_EXTRACTED TEXT_.
--- begin ---

# How to mill this log?



## AndyR (Nov 5, 2008)

I'm going to attach a few pics of the upper log of the Walnut that I have been working on. This piece has quite a bit of damage. There's a dead section that the tree grew around over the years and that is mostly in the side pointing upright-the side pointing towards the ground is pretty solid still.

I'm thinking I might cut this log in half to make it more manageable. I have alot of walnut milled that is 11.5' long. I'm sure I won't mind the shorter pieces-about 5-6'.

I'm thinking I need to cut the protruding lumps off to get it to a size that the Alaskan mill (36") will handle. I'm a little afraid of screwing up any curly/figured crotch wood though. 

Any thoughts/opinions on this gnarly thing would be much appreciated.
Thanks much,
Andy


----------



## deeker (Nov 5, 2008)

Glad to see you end coated them. It is a hard one to decide on, first...and I stress this one...check for nails!!!!

The branch stumps can be made into bowls, and keep a lot of the crotch crazy grain too boot.

On walnut I "saw for grade" when I can. I cut a slab off, turn the log, cut another and turn it over then cut......on and on...

Here are a couple of pics...these were just straight slab cuts as per the customers wants.






These were on the bandsaw mill, I only use the alaskan on the big stuff.




Good luck and keep posting.


----------



## woodshop (Nov 5, 2008)

Not an easy call Andy unless you have x-ray eyes and can see how far that rot or bark inclusion goes. Crotch pieces are almost always a crap shoot even if they are easy as with one main stem branching into only two equal sized branches opposite one another because often they split and crack as they dry, and many have at least some bark inclusion mixed into the grain pattern. Enter into the mix un-even branches coming from different angles like yours, and then throw in some rot and bark inclusion and you're kinda just guessing at that point because you really can't tell till you open it up. My best crotch figure usually comes from milling the crotch the same plane as the "Y". I usually slice off the sides of the Y, crosscut close to the crotch but not into it, and then slice from there. I then decide where to go as soon as I see one or two slices. I might continue same plane, or might turn it 90 and try and get some figure from the other plane. All depends what it looks like once I open it up. Not to put a damper on your spirits, but that hole there in one of the main crotches in your pic does not look promising if your looking for wide clean crotch figure. You might... but it sorta looks like with that piece you'll end up with more short thick bowl blank type pieces as Deeker says. Only one way to find out.

--- end ---

_SHORT TASK_.
Answer these questions from the log-milling thread.
(a) What size is Andy's Alaskan mill?
(b) According to deeker, what can the branch stumps be made into?
(c) In woodshop's experience, milling in what plane usually gives the best crotch figure?
The records below the thread come from a separate source.

_MATERIAL SHOWN_.
--- begin ---

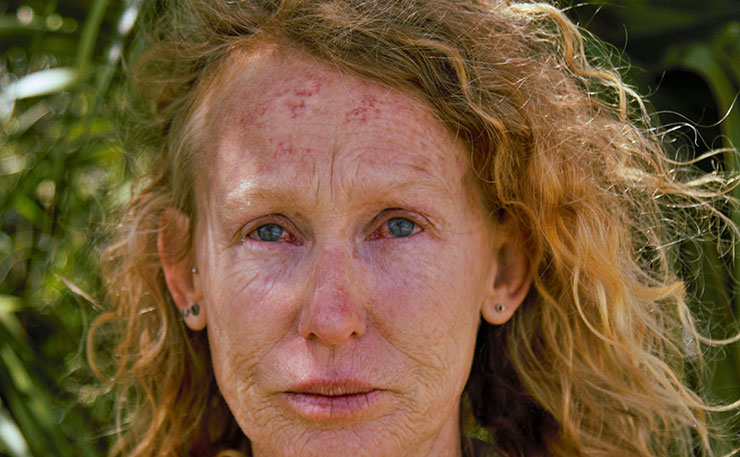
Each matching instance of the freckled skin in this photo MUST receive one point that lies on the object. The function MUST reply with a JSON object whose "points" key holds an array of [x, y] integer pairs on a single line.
{"points": [[339, 297]]}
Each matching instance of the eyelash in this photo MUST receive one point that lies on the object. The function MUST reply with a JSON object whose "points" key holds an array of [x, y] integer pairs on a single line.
{"points": [[387, 216]]}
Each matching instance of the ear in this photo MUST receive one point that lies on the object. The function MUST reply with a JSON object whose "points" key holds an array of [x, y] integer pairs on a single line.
{"points": [[179, 266], [511, 278]]}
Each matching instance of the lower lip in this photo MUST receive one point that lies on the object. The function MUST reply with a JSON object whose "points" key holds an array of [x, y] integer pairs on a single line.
{"points": [[326, 407]]}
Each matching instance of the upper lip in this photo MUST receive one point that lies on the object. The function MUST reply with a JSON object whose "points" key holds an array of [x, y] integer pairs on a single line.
{"points": [[332, 387]]}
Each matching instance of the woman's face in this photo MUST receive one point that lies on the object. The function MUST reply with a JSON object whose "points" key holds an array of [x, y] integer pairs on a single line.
{"points": [[344, 258]]}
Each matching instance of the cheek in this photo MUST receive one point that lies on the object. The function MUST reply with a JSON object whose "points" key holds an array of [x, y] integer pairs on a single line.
{"points": [[427, 299], [250, 308]]}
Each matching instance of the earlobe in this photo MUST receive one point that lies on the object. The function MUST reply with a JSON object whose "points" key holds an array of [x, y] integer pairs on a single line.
{"points": [[510, 282], [177, 265]]}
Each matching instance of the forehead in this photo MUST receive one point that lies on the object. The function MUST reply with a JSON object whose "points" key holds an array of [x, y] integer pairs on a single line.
{"points": [[279, 116]]}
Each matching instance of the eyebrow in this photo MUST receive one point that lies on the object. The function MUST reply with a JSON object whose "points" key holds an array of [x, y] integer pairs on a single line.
{"points": [[246, 196]]}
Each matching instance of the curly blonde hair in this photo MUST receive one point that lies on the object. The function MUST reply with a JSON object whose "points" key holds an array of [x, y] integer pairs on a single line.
{"points": [[591, 365]]}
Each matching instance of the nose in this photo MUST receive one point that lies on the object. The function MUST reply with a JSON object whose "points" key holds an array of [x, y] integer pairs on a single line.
{"points": [[333, 313]]}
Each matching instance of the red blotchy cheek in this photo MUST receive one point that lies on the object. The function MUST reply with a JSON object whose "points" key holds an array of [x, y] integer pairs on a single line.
{"points": [[296, 108], [368, 108], [309, 90], [252, 116]]}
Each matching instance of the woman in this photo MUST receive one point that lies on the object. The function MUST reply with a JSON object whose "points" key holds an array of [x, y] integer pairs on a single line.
{"points": [[372, 227]]}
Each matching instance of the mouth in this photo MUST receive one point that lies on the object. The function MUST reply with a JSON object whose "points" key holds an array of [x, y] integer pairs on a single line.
{"points": [[333, 400]]}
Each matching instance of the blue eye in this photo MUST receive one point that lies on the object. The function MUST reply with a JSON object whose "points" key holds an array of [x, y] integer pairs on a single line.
{"points": [[400, 227], [269, 232]]}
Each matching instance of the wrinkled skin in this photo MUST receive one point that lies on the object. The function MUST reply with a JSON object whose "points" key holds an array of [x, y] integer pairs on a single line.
{"points": [[332, 331]]}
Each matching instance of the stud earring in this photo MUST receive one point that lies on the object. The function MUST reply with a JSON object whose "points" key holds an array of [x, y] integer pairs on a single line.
{"points": [[194, 310]]}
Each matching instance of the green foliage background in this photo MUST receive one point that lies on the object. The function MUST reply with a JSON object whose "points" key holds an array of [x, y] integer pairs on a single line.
{"points": [[62, 169]]}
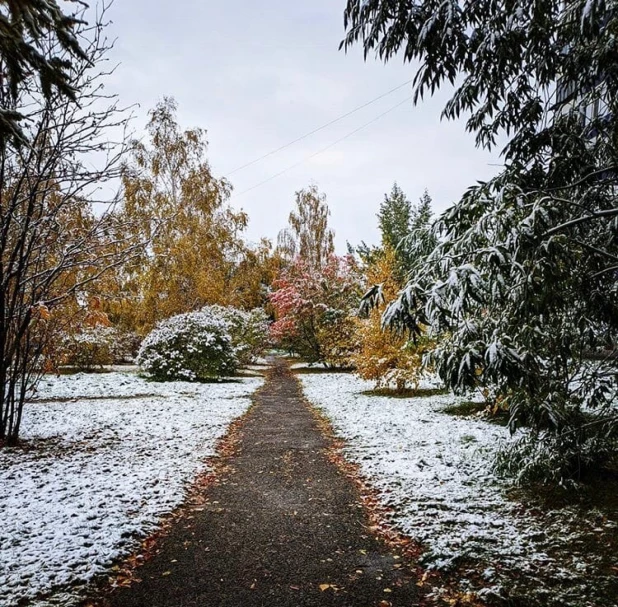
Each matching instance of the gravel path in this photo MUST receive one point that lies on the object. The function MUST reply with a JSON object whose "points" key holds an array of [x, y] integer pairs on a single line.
{"points": [[282, 528]]}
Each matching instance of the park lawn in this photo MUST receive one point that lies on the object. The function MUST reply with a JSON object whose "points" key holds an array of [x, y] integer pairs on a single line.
{"points": [[103, 458], [433, 472]]}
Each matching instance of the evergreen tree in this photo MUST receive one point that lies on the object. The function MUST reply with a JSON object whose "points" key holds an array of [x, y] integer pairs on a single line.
{"points": [[37, 37], [523, 285], [394, 217]]}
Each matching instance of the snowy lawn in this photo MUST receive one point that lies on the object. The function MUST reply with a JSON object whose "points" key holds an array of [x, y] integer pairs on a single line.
{"points": [[99, 471], [434, 470]]}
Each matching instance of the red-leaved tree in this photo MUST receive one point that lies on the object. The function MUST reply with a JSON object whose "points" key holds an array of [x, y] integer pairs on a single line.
{"points": [[314, 309]]}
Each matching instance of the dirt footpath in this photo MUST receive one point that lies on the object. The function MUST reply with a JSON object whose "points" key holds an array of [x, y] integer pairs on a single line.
{"points": [[282, 528]]}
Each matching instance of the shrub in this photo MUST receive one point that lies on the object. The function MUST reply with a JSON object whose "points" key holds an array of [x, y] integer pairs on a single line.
{"points": [[196, 346], [314, 309], [249, 330], [88, 348]]}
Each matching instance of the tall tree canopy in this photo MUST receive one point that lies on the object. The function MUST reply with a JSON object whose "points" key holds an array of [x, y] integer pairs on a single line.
{"points": [[523, 286], [394, 217], [178, 205], [308, 235]]}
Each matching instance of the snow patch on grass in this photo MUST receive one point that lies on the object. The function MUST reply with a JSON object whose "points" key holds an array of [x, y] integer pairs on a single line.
{"points": [[434, 470], [100, 474]]}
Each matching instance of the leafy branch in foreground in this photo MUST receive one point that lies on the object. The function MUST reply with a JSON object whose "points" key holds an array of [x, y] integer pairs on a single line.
{"points": [[57, 235], [521, 290]]}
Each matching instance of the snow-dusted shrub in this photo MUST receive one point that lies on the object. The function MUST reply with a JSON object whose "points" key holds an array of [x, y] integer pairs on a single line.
{"points": [[249, 330], [193, 347]]}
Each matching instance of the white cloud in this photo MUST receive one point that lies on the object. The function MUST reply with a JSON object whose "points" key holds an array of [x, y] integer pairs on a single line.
{"points": [[259, 75]]}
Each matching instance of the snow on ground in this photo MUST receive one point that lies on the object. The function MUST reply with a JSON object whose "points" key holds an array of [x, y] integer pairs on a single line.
{"points": [[434, 469], [101, 473]]}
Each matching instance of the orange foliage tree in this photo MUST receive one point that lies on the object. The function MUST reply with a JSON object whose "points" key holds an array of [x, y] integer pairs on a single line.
{"points": [[388, 358], [196, 254]]}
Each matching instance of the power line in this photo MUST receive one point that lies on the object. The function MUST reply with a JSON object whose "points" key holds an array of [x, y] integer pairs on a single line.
{"points": [[293, 166], [320, 128]]}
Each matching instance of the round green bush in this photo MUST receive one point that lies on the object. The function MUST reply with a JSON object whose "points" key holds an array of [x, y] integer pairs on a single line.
{"points": [[196, 346]]}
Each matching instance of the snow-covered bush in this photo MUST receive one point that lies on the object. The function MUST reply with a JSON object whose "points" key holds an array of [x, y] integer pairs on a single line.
{"points": [[249, 330], [193, 347]]}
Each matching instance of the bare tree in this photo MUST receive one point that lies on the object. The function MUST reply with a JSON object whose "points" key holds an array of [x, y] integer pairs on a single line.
{"points": [[58, 228]]}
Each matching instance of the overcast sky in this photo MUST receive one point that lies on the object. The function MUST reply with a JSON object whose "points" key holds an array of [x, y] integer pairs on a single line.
{"points": [[257, 75]]}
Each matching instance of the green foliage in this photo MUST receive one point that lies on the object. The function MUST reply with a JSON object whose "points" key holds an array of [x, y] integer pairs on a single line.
{"points": [[249, 330], [523, 285], [196, 346], [88, 349], [37, 36], [394, 218]]}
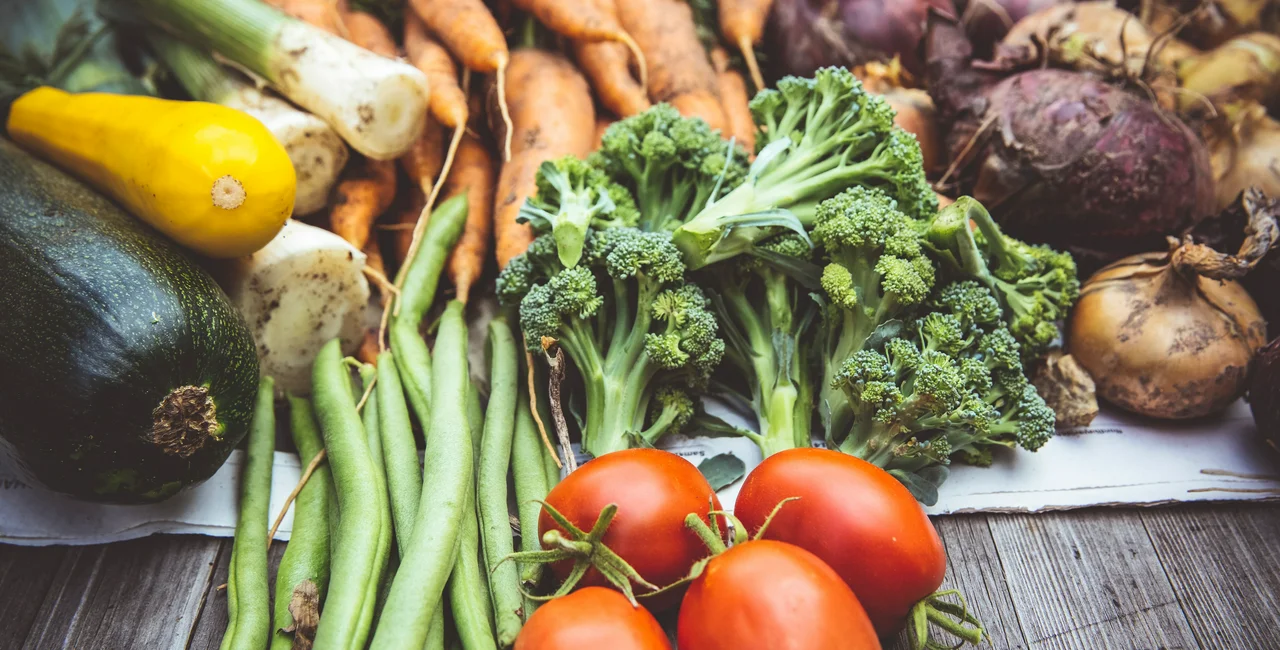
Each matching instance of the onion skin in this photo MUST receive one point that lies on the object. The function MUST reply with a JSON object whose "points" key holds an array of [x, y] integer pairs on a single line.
{"points": [[1165, 343], [808, 35], [1265, 394]]}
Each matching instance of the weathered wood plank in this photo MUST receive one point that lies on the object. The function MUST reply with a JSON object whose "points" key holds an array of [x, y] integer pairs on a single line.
{"points": [[1225, 568], [974, 568], [137, 594], [209, 627], [26, 575], [1089, 580]]}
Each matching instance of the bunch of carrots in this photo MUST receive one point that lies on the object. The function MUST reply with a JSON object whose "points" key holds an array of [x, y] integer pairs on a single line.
{"points": [[513, 86]]}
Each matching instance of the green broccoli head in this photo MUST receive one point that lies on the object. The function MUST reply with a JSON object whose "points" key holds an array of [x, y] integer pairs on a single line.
{"points": [[572, 197], [672, 164]]}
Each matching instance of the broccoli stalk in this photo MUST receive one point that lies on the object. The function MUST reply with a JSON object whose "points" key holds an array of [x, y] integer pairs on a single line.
{"points": [[767, 320], [634, 330], [819, 136], [1036, 284], [572, 196]]}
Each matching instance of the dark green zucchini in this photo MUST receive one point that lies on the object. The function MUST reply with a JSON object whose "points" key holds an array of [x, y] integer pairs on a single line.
{"points": [[126, 375]]}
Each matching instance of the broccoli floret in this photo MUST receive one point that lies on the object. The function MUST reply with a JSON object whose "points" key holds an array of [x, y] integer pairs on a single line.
{"points": [[1034, 284], [671, 163], [818, 137], [574, 196], [631, 326], [877, 273], [768, 320]]}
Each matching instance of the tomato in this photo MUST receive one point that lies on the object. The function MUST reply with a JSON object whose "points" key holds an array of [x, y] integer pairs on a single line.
{"points": [[654, 491], [769, 595], [858, 518], [592, 617]]}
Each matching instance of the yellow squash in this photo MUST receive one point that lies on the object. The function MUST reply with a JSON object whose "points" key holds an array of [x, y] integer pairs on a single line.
{"points": [[210, 177]]}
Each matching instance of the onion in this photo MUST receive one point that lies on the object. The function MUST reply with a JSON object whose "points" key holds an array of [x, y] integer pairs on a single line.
{"points": [[808, 35], [1173, 334], [1065, 159], [988, 21], [1246, 68], [1246, 152]]}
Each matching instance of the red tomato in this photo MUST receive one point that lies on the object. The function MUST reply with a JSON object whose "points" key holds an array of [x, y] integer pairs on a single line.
{"points": [[769, 595], [592, 617], [654, 491], [858, 518]]}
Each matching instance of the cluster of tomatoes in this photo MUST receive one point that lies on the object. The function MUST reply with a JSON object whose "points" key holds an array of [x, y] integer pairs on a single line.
{"points": [[844, 557]]}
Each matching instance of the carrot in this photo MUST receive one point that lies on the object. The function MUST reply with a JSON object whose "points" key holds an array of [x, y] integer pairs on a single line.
{"points": [[360, 198], [472, 173], [551, 104], [736, 101], [586, 21], [679, 69], [602, 124], [743, 23], [607, 65], [469, 31]]}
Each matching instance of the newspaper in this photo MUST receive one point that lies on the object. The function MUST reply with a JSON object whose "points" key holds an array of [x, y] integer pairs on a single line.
{"points": [[1119, 459]]}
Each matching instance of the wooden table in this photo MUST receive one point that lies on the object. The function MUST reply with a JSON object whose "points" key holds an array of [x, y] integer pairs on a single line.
{"points": [[1182, 577]]}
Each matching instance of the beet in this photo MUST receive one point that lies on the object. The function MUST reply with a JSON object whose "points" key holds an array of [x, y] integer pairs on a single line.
{"points": [[808, 35], [1064, 158], [1265, 393]]}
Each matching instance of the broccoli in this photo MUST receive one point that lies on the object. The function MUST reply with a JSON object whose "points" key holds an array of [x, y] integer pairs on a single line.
{"points": [[1036, 284], [818, 137], [877, 274], [768, 319], [571, 197], [951, 385], [643, 339], [671, 163]]}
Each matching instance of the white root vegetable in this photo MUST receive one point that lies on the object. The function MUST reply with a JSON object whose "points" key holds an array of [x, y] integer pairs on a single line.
{"points": [[305, 288], [376, 104], [315, 149]]}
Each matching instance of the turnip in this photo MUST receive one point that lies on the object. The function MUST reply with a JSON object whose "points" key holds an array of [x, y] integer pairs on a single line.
{"points": [[1173, 334], [1064, 158]]}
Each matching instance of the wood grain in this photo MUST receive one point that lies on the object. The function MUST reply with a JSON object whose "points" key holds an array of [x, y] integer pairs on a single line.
{"points": [[1089, 580], [1223, 564]]}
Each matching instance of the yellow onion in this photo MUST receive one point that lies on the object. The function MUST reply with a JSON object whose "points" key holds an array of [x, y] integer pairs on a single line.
{"points": [[1171, 334]]}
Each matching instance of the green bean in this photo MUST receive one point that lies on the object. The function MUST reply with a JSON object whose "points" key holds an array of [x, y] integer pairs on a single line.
{"points": [[307, 554], [248, 614], [425, 567], [400, 449], [417, 283], [370, 419], [528, 467], [355, 545], [499, 424], [469, 591]]}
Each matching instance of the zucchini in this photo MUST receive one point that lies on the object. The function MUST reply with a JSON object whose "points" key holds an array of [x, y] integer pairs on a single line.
{"points": [[126, 374]]}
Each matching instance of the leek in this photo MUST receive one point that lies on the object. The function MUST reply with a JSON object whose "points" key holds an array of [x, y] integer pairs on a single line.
{"points": [[318, 152], [376, 104]]}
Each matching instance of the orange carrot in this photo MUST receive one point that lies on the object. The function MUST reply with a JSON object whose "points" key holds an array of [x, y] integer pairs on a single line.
{"points": [[472, 173], [469, 31], [370, 33], [735, 100], [607, 65], [743, 23], [602, 124], [551, 104], [360, 198], [586, 21], [679, 69]]}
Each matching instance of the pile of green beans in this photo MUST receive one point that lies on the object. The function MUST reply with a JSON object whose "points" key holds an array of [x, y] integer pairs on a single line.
{"points": [[248, 614]]}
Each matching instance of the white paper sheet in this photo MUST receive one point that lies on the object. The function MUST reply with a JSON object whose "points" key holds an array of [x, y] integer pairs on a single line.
{"points": [[1118, 461]]}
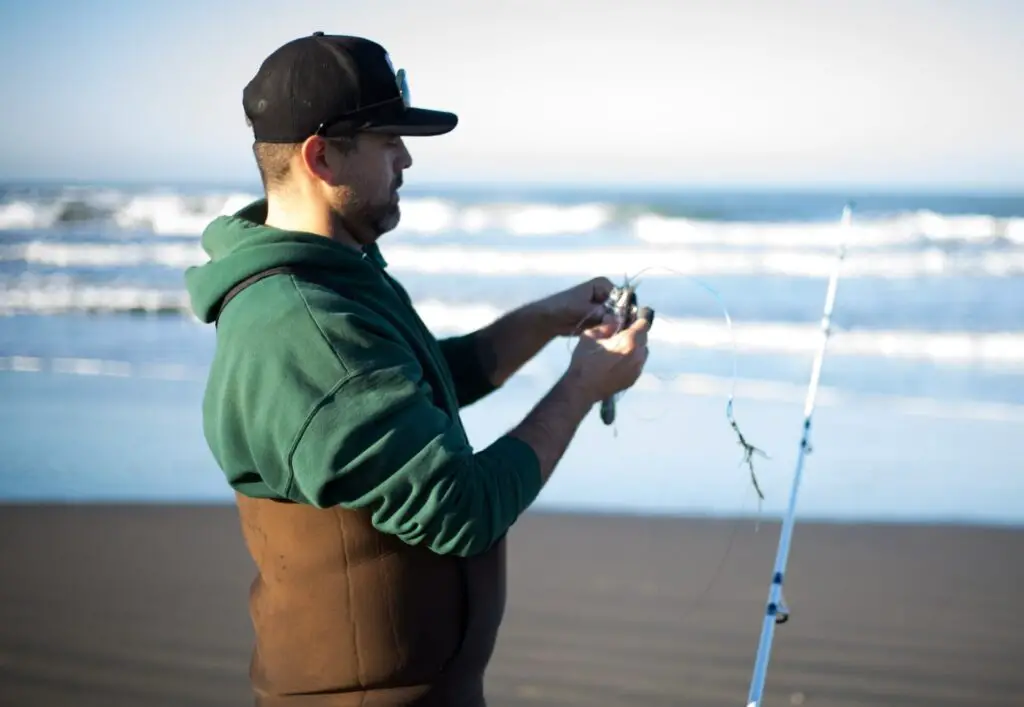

--- end ---

_THE ANSWER_.
(a) 36 inches.
(b) Bowls.
(c) The same plane as the "Y".